*TEXT TO READ*
:::

# Cricket Phobia



## iemmaamme (Sep 20, 2014)

I've read about many folks getting Ts to conquer arachnophobia. But today is feeding day, and I am oh so not looking forward to dealing with those dang *gulp* crickets! It doesn't help that I have them in a makeshift Tupperware house, I feel like those cricket keeper tubes would be a godsend. And getting those buggers IN the T enclosures, fuhgeddaboutit.

I have gotten better. I can now *look* at the crickets without cringing or muttering obscenities. Unfortunately, feeder roaches are banned in Canada, and I don't trust super worms in my arboreal enclosures, so here I am, mentally preparing myself for what has to be done.

I knew this was part of the deal when I got into the hobby, I'm just hoping that one day I can get over this ridiculousness. :sarcasm:

Reactions: Like 1


----------



## cold blood (Sep 20, 2014)

iemmaamme said:


> I've read about many folks getting Ts to conquer arachnophobia. But today is feeding day, and I am oh so not looking forward to dealing with those dang *gulp* crickets! It doesn't help that I have them in a makeshift Tupperware house, I feel like those cricket keeper tubes would be a godsend. And getting those buggers IN the T enclosures, fuhgeddaboutit.
> 
> I have gotten better. I can now *look* at the crickets without cringing or muttering obscenities. Unfortunately, feeder roaches are banned in Canada, and I don't trust super worms in my arboreal enclosures, so here I am, mentally preparing myself for what has to be done.

:::

*INFORMATION SHOWN*
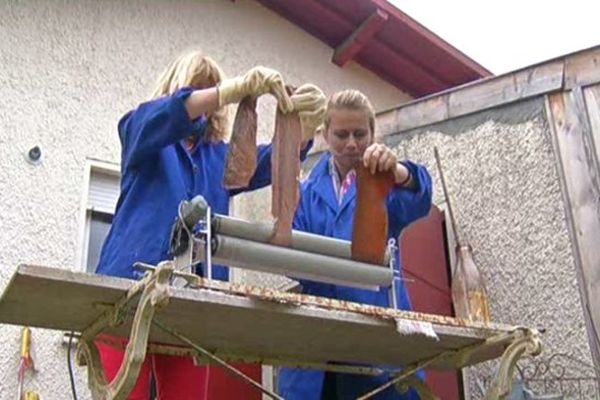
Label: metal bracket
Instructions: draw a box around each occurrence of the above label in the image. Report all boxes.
[76,261,174,400]
[358,327,542,400]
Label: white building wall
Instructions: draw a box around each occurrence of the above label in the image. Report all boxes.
[0,0,408,400]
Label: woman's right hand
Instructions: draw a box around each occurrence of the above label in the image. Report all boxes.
[217,66,294,113]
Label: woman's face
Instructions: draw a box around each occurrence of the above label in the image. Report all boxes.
[324,109,373,173]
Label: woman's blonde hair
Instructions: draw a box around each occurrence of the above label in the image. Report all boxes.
[151,51,229,141]
[324,89,375,134]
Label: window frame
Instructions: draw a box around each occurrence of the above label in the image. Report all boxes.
[75,157,121,272]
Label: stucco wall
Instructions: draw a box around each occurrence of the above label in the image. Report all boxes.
[387,98,595,398]
[0,0,408,399]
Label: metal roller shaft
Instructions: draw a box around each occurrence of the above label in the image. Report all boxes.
[204,235,393,290]
[213,215,389,265]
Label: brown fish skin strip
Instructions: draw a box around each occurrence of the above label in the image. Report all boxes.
[223,97,257,189]
[271,105,302,247]
[351,163,395,265]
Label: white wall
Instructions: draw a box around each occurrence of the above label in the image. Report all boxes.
[0,0,408,399]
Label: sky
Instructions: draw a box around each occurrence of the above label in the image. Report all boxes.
[388,0,600,75]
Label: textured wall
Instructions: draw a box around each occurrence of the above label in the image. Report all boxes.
[0,0,407,399]
[388,101,593,398]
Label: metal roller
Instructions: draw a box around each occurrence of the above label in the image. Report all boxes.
[212,215,389,265]
[202,235,393,290]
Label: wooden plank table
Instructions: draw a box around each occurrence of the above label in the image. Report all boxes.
[0,265,544,398]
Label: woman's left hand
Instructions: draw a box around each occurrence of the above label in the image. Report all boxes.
[363,143,410,184]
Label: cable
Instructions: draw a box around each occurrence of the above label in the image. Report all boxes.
[67,332,77,400]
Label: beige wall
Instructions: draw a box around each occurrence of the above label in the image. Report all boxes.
[0,0,408,399]
[386,98,597,399]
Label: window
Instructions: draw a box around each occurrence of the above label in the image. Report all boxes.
[78,160,120,272]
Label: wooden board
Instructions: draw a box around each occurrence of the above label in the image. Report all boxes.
[0,265,512,368]
[546,87,600,378]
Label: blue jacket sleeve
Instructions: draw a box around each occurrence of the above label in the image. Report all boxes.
[387,161,432,237]
[229,140,313,196]
[119,88,206,170]
[292,183,310,232]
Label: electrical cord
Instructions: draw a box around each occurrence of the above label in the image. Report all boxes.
[67,332,77,400]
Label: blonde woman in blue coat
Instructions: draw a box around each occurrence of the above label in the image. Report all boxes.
[96,51,326,400]
[279,90,432,400]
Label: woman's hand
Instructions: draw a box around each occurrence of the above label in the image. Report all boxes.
[218,66,294,113]
[363,143,412,186]
[291,83,327,142]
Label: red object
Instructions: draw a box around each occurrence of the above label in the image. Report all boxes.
[258,0,492,97]
[400,206,461,400]
[96,337,261,400]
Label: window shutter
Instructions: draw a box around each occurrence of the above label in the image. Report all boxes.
[88,169,120,214]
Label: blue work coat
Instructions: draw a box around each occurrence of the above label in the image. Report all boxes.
[278,153,432,400]
[96,88,310,280]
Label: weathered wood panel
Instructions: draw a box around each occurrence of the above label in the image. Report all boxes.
[565,47,600,89]
[583,83,600,180]
[547,87,600,376]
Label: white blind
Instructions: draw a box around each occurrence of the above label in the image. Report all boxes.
[88,169,119,214]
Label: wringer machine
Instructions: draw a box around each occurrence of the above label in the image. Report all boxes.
[0,193,540,399]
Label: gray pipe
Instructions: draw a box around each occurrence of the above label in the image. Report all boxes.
[201,235,393,290]
[212,215,389,266]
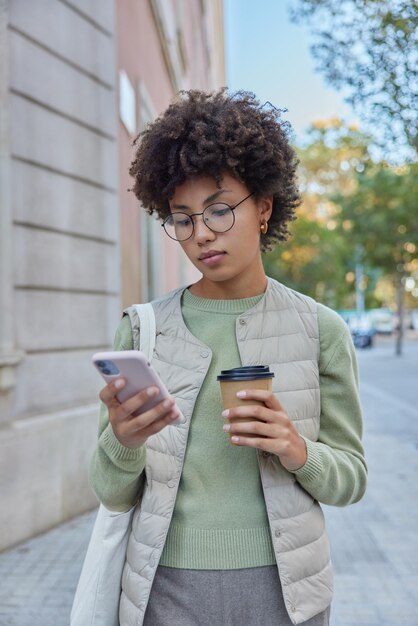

:::

*OBJECTIVES*
(a) Reproduce the passage of the cricket phobia thread that starts with the words containing "I knew this" and ends with "blood (Sep 20, 2014)".
(b) How many lines of the records contain the word "white"? Reply with the number alone.

*EXERCISE RESPONSES*
(a)
I knew this was part of the deal when I got into the hobby, I'm just hoping that one day I can get over this ridiculousness. :sarcasm:

Reactions: Like 1


----------



## cold blood (Sep 20, 2014)

(b) 3